**PROVIDED TEXT**
+ + +
You're staring at a seemingly insurmountable pile of content that needs to be moved. For whatever reason, you are moving to a new content management system. How are you going to migrate this stuff? A natural conclusion is that you'll have to manually review, edit, and move content. That is understandably intimidating and would probably take a huge amount of time and effort. Moreover, especially for a large site, a manual approach has many other issues including lower quality due to inconsistency in decisions that the various editors make. Furthermore, even if you are going to be doing a lot of manual work, you should still look at the problem as a whole and break down the steps rather than just dealing with each piece of content in isolation.
So how can we turn this mess of content into something that is easier to deal with? In the following steps:
- Divide the problem into manageable pieces
- Take time to pilot and estimate
- Re-assess based on your pilot, and migrate
Step 1. Divide content into manageable pieces: type, cut, automate
The first step is to break up your content into types. You may be lucky and your content is already neatly arranged or easy to identify. Or you may have work to be done to figure out your content types. You will need to do content analysis anyway to move into your CMS, so the first step in in the process is categorizing your content by type. To use a container ship analogy, instead of looking at the shipyard full of containers as a whole, start looking at each type of container separately.
The reason to break your content into types? You'll need to do that for a variety of reasons such as defining the metadata (which will help enable site behaviors) as well as define the editorial requirements on an ongoing basis. For the purposes of planning your migration, breaking into types will help you decide what to cut. You may feel that your press releases over five years old don't need to be moved, or the encyclopedia you tried that didn't work can be deleted.
One of the main take-away points here is that you want to define the rules for cutting content. For smaller sets of content, this may not be needed and evaluating / identifying from spreadsheets listing all content may work. But hopefully you'll be able to define rules that will allow you to not even have to take a second look at those that were cut. Defining rules may allow you to just cut wide swaths of content that isn't contributing value to your site. Some other ways of deciding to cut could include web analytics (cut anything that hasn't received page views in the last month), site section (not just the encyclopedia entries, but the whole encyclopedia site), metadata that already exists (the topic "parcheesi" doesn't interest anyone, so delete anything tagged to it in the current system), or even contributor/source (perhaps everything that intern entered three years ago can be safely deleted).
+ + +
**LISTED ENTRIES**
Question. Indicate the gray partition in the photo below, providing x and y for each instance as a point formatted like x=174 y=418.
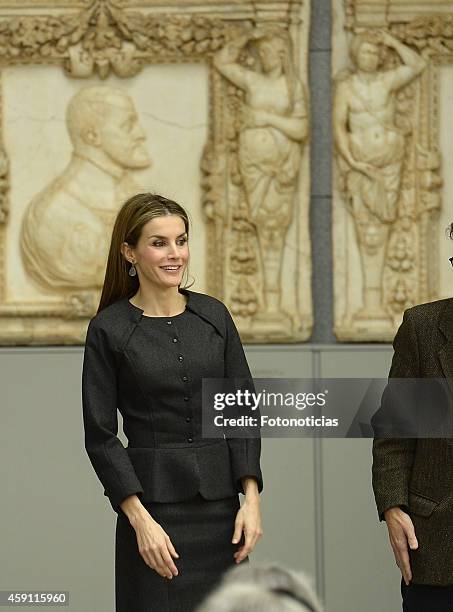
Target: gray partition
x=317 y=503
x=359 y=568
+ + +
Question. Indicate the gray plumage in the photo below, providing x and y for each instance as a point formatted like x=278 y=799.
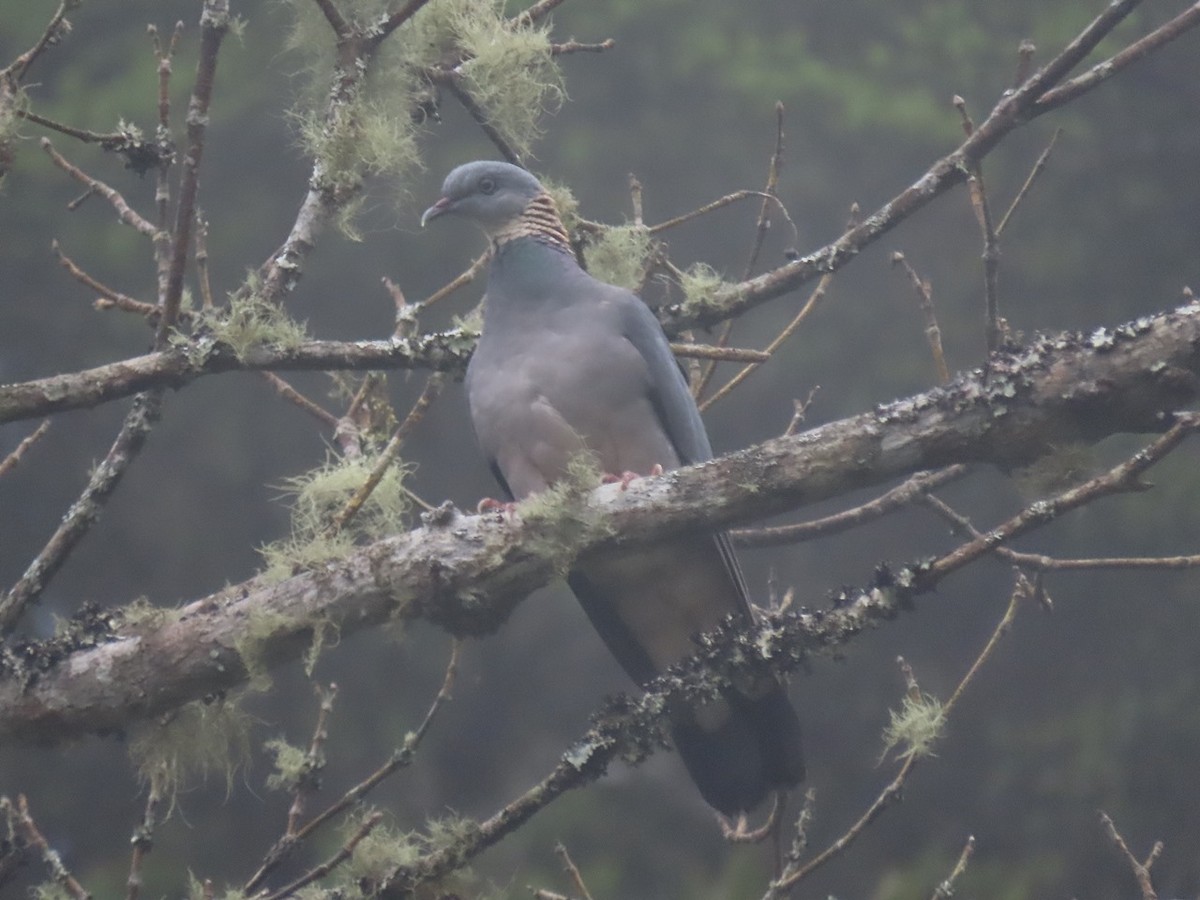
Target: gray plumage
+ + +
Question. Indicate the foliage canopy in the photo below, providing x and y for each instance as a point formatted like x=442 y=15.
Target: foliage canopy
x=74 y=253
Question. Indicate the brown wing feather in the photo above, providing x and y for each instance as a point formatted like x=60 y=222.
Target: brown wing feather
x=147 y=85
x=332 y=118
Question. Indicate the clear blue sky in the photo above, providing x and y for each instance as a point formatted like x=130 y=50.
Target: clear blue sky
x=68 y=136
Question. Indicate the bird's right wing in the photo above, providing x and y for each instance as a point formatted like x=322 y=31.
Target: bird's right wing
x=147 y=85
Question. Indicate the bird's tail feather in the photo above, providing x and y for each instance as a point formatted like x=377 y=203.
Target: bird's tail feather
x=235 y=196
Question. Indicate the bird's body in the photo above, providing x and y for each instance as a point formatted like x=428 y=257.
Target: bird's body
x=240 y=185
+ + +
**SET TASKS**
(1) From the content migration article, copy the passage from "The reason to" to "can be deleted." word for word.
(2) Condense the paragraph in the content migration article that begins "The reason to break your content into types?" into a short bulleted list that keeps its main facts.

**ANSWERS PER TASK**
(1)
The reason to break your content into types? You'll need to do that for a variety of reasons such as defining the metadata (which will help enable site behaviors) as well as define the editorial requirements on an ongoing basis. For the purposes of planning your migration, breaking into types will help you decide what to cut. You may feel that your press releases over five years old don't need to be moved, or the encyclopedia you tried that didn't work can be deleted.

(2)
- Sorting content into types is needed to define metadata, which helps enable site behaviors.
- It also sets the ongoing editorial requirements.
- For migration planning, it helps decide what content to cut.
- Examples: press releases over five years old may not need moving, and an encyclopedia that didn't work can be deleted.